▶ Teks yang Diberikan
# Google Play App's Review Data Scraper

> Aplikasi ini dibuat untuk melakukan penarikan data dari salah satu maupun beberapa aplikasi yang terdapat di Google Play Store ke dalam bentuk csv

Data yang diperoleh antara lain adalah :
- Review dari user
- Star Rating
- Hari dan Tanggal
- Informasi Aplikasi

## Setup

install packages yang dibutuhkan dan setup the imports:

(Digunakan untuk melakukan instalasi package yang diperlukan dalam melakukan data scraping)

▶ Yang Perlu Dilakukan
Bisakah Anda menduplikasi seluruh teks di atas tentang scraper data ulasan aplikasi Google Play, tanpa mengubah satu karakter pun?

▶ Daftar
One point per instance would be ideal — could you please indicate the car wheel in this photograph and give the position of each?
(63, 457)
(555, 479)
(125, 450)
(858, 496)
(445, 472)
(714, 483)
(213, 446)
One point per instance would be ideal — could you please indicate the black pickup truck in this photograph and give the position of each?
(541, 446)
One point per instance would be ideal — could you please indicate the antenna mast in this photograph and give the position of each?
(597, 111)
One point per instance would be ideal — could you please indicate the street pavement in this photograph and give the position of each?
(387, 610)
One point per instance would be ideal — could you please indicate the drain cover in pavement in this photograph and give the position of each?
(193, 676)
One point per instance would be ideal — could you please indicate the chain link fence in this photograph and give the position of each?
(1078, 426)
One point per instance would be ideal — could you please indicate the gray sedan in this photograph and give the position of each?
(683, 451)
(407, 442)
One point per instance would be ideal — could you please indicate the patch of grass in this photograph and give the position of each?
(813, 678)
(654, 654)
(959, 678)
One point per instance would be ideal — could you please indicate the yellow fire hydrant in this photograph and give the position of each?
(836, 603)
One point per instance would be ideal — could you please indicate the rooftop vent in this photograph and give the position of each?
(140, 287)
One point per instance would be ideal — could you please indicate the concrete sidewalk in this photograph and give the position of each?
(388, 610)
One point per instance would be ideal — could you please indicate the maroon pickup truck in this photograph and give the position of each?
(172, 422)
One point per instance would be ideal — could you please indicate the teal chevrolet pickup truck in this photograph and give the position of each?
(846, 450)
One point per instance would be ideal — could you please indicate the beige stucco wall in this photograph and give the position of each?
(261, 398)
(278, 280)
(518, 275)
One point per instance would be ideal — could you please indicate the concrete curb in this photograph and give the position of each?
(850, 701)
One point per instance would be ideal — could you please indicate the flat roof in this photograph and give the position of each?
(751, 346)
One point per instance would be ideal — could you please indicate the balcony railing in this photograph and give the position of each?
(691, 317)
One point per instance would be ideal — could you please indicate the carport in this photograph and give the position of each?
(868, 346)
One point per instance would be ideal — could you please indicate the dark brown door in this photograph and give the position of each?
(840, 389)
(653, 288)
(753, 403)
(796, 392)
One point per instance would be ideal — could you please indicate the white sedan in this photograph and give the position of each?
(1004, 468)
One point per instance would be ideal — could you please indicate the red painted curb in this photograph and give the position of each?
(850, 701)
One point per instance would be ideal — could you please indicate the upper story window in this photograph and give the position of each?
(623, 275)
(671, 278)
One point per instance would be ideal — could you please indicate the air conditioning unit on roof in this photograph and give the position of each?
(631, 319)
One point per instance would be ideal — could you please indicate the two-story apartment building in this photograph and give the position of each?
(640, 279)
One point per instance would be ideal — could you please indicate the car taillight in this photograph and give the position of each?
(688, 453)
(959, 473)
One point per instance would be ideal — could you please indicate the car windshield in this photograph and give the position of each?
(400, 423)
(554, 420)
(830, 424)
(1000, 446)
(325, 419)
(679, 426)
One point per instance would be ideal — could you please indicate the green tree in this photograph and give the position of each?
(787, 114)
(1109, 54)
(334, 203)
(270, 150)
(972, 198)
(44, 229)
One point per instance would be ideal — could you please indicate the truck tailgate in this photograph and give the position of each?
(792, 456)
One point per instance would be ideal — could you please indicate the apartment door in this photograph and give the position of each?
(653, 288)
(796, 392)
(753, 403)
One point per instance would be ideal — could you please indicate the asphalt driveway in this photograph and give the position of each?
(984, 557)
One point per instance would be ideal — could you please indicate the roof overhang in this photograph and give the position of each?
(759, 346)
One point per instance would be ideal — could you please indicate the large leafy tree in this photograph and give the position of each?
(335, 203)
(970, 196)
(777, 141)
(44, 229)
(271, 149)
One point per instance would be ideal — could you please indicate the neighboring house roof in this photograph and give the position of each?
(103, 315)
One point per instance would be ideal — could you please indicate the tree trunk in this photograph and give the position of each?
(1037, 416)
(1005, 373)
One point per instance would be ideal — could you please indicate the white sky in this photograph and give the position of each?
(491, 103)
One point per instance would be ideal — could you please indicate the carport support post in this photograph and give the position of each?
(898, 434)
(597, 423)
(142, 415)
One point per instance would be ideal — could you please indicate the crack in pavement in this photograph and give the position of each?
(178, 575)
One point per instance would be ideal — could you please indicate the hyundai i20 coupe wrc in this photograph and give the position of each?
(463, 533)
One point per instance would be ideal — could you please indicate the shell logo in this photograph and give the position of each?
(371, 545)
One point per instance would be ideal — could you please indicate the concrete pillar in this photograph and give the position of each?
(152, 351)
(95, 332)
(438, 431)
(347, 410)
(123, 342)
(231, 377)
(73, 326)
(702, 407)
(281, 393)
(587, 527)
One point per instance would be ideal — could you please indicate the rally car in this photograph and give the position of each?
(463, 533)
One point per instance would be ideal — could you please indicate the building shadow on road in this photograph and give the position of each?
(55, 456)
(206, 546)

▶ Jawaban Soal Ini
# Google Play App's Review Data Scraper

> Aplikasi ini dibuat untuk melakukan penarikan data dari salah satu maupun beberapa aplikasi yang terdapat di Google Play Store ke dalam bentuk csv

Data yang diperoleh antara lain adalah :
- Review dari user
- Star Rating
- Hari dan Tanggal
- Informasi Aplikasi

## Setup

install packages yang dibutuhkan dan setup the imports:

(Digunakan untuk melakukan instalasi package yang diperlukan dalam melakukan data scraping)